#### PASSAGE PROVIDED

## Image Classification（CIFAR-10)

This notebook explores the image classification task on Kaggle called [CIFAR-10](https://www.kaggle.com/c/cifar-10). For practice purpose, I only use the mini dataset of the original dataset and a simple [ResNet-18 model](https://arxiv.org/abs/1512.03385) based on Kaiming He's ["Deep Residual Learning for Image Recognition"](https://arxiv.org/abs/1512.03385)

In [2]:
import numpy as np
import torch
import torch.nn as nn
import torch.optim as optim
import torchvision
import torchvision.transforms as transforms
import torch.nn.functional as F
import torch.optim as optim
from torchvision import datasets, transforms
import os
import time

In [3]:
print("PyTorch Version: ",torch.__version__)

PyTorch Version:  1.1.0


## Load dataset

Dataset is divided to training set and test set. Training set contains 50,000 images. Test set contains 300,000 images. All PNG format with 32\*32 pixel, and 3 color channels RGB. The original dataset's images cover 10 categories: plane, car, bird, cat, deer, dog, frog, horse, ship and truck.

To save the time and costs, this notebook only uses the mini set of the original dataset with 80 training samples, and 100 test samples under "train_tiny" and "test_tiny".

### Image Augmentation

In [4]:
data_transform = transforms.Compose([
    transforms.Resize(40),
    transforms.RandomHorizontalFlip(),
    transforms.RandomCrop(32),
    transforms.ToTensor()
])
trainset = torchvision.datasets.ImageFolder(root='/home/kesci/input/CIFAR102891/cifar-10/train'
                                            , transform=data_transform)

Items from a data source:
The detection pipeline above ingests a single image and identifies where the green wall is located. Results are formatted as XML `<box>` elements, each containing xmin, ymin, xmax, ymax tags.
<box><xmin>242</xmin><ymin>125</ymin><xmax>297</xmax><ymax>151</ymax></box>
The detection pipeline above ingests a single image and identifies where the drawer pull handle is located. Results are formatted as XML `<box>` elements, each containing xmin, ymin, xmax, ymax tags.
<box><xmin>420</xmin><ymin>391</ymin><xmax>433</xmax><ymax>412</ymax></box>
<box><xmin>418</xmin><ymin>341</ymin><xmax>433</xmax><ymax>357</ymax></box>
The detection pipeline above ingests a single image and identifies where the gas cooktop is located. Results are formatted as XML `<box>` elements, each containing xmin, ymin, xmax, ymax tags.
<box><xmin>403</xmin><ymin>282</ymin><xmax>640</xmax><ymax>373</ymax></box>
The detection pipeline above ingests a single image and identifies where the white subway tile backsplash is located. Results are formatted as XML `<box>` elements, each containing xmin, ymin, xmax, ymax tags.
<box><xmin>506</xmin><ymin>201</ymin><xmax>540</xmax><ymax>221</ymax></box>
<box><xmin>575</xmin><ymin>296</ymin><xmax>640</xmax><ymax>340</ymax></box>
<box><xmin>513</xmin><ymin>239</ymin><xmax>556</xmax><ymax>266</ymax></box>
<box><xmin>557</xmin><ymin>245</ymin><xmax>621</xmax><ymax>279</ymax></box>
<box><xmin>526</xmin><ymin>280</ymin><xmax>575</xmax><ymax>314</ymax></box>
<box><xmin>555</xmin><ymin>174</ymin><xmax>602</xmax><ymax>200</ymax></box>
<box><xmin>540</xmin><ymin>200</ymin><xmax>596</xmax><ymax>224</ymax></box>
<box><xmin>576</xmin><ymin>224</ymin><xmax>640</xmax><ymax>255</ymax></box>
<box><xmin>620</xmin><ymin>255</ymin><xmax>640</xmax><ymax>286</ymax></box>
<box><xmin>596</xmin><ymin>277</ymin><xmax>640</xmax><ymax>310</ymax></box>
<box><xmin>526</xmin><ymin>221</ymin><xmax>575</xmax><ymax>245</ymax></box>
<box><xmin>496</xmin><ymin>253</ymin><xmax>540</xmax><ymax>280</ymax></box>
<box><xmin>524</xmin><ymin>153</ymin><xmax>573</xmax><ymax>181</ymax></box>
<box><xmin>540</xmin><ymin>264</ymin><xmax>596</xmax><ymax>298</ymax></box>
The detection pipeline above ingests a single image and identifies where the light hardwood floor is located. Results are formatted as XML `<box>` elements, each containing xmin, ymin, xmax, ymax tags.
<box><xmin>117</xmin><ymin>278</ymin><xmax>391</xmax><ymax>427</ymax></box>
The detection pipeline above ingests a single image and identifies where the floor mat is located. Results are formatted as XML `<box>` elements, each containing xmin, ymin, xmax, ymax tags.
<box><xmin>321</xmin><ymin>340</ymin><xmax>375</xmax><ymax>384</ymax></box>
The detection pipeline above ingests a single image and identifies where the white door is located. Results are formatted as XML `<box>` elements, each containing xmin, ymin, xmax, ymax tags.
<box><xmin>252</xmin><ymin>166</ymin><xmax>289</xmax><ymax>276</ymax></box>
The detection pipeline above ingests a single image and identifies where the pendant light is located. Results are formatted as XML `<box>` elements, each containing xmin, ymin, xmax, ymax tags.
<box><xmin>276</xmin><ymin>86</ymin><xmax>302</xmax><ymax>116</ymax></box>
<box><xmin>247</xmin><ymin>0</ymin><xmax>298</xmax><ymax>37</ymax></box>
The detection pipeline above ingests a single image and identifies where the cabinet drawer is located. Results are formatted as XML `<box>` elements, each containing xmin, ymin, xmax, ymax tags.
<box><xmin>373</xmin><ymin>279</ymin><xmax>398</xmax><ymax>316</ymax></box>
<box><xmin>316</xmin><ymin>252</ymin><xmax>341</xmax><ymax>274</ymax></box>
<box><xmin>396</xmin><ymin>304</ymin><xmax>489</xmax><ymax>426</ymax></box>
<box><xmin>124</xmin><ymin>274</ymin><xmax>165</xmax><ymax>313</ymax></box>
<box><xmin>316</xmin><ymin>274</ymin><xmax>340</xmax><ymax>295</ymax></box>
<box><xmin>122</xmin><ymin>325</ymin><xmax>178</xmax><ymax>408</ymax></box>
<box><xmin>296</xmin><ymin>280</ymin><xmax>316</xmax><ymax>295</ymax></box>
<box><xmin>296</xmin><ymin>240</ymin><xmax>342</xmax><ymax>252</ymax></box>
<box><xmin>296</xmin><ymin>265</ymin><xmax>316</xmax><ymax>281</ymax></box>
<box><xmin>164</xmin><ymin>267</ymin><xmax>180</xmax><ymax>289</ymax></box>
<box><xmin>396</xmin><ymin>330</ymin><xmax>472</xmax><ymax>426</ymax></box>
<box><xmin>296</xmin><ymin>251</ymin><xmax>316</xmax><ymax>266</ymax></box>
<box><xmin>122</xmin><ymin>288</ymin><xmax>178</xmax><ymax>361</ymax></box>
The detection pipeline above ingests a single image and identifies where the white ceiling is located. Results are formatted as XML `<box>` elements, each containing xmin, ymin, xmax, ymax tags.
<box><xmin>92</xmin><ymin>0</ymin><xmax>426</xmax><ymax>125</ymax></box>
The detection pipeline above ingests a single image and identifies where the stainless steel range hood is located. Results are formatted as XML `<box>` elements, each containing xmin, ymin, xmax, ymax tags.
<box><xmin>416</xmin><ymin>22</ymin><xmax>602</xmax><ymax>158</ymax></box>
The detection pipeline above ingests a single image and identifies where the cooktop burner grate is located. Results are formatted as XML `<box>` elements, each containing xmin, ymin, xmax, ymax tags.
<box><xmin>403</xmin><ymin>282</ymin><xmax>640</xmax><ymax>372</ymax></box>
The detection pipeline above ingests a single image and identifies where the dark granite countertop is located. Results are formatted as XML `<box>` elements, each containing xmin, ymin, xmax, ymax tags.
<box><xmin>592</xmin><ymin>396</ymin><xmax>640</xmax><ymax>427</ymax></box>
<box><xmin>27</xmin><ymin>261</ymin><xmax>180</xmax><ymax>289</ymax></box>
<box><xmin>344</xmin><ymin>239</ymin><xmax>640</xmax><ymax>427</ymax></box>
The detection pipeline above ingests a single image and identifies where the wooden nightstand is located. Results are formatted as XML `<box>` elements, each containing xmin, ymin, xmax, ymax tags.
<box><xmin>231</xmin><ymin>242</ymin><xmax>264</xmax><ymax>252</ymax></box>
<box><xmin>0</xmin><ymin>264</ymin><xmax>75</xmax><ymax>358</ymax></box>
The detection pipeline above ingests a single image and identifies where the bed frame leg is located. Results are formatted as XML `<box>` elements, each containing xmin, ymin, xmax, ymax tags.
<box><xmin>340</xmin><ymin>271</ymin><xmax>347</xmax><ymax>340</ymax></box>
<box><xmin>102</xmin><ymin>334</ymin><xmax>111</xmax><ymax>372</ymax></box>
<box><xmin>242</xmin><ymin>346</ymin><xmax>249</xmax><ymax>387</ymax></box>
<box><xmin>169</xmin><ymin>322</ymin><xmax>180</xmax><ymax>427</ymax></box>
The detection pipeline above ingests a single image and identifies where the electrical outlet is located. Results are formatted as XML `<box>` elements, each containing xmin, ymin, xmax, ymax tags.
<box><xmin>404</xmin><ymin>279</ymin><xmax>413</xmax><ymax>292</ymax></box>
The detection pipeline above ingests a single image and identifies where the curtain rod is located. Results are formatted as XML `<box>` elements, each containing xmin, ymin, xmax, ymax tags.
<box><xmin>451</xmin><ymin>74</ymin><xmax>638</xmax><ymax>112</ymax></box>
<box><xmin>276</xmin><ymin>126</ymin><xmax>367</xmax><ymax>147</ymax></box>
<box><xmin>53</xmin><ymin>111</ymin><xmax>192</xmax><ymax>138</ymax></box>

#### COMPLETE THE FOLLOWING
• A. Please answer these about the CIFAR-10 notebook, one line each:
(i) Which PyTorch version is printed?
(ii) How many training samples does the mini set contain?
(iii) What size is passed to the random crop in the image augmentation step?
• B. Duplicate a span of the CIFAR-10 notebook word for word, beginning at the words that include "Dataset is divided" and stopping after "transforms.ToTensor()".

#### SOLUTIONS PER TASK
• A.
(i) 1.1.0
(ii) 80
(iii) 32

• B.
Dataset is divided to training set and test set. Training set contains 50,000 images. Test set contains 300,000 images. All PNG format with 32\*32 pixel, and 3 color channels RGB. The original dataset's images cover 10 categories: plane, car, bird, cat, deer, dog, frog, horse, ship and truck.

To save the time and costs, this notebook only uses the mini set of the original dataset with 80 training samples, and 100 test samples under "train_tiny" and "test_tiny".

### Image Augmentation

In [4]:
data_transform = transforms.Compose([
    transforms.Resize(40),
    transforms.RandomHorizontalFlip(),
    transforms.RandomCrop(32),
    transforms.ToTensor()